§ **Supplied material**:

Content starts

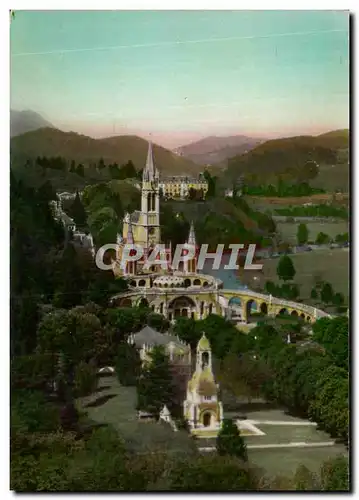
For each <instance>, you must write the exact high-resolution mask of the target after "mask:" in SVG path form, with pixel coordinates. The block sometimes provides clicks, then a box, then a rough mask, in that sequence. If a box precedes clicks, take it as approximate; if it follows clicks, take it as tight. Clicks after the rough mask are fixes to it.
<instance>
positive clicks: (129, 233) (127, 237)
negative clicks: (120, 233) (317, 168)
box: [126, 219, 135, 245]
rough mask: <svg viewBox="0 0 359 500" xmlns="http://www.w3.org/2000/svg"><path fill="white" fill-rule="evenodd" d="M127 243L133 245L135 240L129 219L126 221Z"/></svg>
mask: <svg viewBox="0 0 359 500" xmlns="http://www.w3.org/2000/svg"><path fill="white" fill-rule="evenodd" d="M126 243H127V245H133V244H134V243H135V240H134V238H133V232H132V222H131V219H129V221H128V231H127V241H126Z"/></svg>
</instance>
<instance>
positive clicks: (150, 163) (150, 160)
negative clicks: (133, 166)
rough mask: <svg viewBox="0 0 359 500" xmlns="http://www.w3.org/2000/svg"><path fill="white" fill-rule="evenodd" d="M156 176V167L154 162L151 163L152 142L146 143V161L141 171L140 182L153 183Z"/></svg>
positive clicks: (151, 160) (151, 152)
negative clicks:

Content ends

Exactly the lines from the one containing "negative clicks: (133, 166)" through the final line above, and only those, should be given again.

negative clicks: (133, 166)
rough mask: <svg viewBox="0 0 359 500" xmlns="http://www.w3.org/2000/svg"><path fill="white" fill-rule="evenodd" d="M156 176V167L154 162L151 163L152 142L146 143V161L141 171L140 182L153 183Z"/></svg>
positive clicks: (151, 160) (151, 152)
negative clicks:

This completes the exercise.